[DATA SECTION]:
★ ★ ★

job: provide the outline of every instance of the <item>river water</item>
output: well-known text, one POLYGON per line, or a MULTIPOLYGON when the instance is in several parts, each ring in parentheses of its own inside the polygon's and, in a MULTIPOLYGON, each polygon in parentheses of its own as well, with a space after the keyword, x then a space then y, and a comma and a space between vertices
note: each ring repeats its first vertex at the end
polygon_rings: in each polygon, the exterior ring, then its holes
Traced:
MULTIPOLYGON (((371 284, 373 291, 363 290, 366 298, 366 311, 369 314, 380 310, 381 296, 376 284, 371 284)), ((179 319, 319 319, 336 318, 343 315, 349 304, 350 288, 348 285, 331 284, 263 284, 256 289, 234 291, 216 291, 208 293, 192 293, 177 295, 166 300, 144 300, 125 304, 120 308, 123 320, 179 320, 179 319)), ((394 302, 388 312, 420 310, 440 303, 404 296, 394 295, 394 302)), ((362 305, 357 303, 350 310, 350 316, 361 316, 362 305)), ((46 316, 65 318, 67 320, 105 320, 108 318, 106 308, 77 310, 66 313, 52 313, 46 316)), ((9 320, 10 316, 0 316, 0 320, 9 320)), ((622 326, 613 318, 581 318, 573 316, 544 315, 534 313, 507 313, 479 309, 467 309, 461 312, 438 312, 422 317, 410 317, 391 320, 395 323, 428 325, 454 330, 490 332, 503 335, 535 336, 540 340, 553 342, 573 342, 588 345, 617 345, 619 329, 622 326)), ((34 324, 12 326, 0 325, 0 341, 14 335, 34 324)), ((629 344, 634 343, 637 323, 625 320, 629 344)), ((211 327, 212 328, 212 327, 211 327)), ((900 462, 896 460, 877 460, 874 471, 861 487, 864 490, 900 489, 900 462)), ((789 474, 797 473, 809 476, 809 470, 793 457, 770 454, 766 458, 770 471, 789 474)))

★ ★ ★

[REQUIREMENT]: Reproduce only the lines from the top of the material through the one bearing "polygon_rings: in each", each exactly as it stands.

[TASK OUTPUT]:
job: provide the outline of every instance of the <item>river water</item>
output: well-known text, one POLYGON per line, or a MULTIPOLYGON when the instance is in several parts, each ring in parentheses of its own inside the polygon's and, in a MULTIPOLYGON, each polygon in parentheses of its own as well, with a space after the keyword, x then a space then y, and a comma and a space between vertices
note: each ring repeats its first vertex at the end
polygon_rings: in each polygon, the exterior ring, then its holes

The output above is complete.